INSTRUCTIONS FOR THE TASK: Arrange everything below from the line containing "Annotation guideline. For every instance of the brick" down to the line containing "[(564, 697), (531, 393), (366, 373)]", both lines included, as a JSON list of strings with one string per line and blank lines omitted.
******************************
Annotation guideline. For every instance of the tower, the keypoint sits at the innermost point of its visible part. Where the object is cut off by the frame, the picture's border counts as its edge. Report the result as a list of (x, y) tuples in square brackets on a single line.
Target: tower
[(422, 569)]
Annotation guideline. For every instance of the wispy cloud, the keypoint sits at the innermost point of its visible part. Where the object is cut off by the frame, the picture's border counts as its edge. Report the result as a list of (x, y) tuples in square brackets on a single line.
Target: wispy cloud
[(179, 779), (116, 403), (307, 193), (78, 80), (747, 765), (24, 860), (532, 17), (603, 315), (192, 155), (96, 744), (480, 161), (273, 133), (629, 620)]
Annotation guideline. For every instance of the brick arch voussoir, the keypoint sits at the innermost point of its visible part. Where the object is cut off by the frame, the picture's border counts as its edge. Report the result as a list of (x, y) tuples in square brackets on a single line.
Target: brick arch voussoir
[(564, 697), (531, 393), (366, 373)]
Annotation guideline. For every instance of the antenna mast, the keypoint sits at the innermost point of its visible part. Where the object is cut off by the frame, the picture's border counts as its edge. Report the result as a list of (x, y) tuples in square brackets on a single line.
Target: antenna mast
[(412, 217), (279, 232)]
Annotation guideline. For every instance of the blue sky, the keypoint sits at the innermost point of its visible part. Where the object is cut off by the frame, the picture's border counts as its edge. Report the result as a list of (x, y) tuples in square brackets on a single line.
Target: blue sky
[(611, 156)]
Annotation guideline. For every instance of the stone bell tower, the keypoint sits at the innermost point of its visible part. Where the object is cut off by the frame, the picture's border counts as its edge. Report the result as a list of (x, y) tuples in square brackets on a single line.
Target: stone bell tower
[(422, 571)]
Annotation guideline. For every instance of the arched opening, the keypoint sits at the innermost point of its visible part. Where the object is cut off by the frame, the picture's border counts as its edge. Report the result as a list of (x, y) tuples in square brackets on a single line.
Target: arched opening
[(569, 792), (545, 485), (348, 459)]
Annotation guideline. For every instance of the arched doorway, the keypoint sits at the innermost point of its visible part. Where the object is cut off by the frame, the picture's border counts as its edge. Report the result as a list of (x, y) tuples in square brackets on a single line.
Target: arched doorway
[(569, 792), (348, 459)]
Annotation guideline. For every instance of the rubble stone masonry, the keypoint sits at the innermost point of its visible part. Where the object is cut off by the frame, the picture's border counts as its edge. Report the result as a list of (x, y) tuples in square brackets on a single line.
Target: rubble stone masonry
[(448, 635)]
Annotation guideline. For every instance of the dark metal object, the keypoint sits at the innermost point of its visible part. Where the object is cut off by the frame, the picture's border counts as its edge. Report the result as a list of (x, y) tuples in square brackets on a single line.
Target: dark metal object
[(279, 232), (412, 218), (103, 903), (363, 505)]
******************************
FULL OUTPUT:
[
  "Annotation guideline. For every instance of the brick arch voussoir, the keypoint sits at the innermost point of its visible part. Where the object is cut off by the frame, the picture's border counts as its edge. Report the result as a list of (x, y) tuples in square brackets on a single line.",
  "Target: brick arch voussoir",
  "[(564, 697), (531, 393), (366, 373)]"
]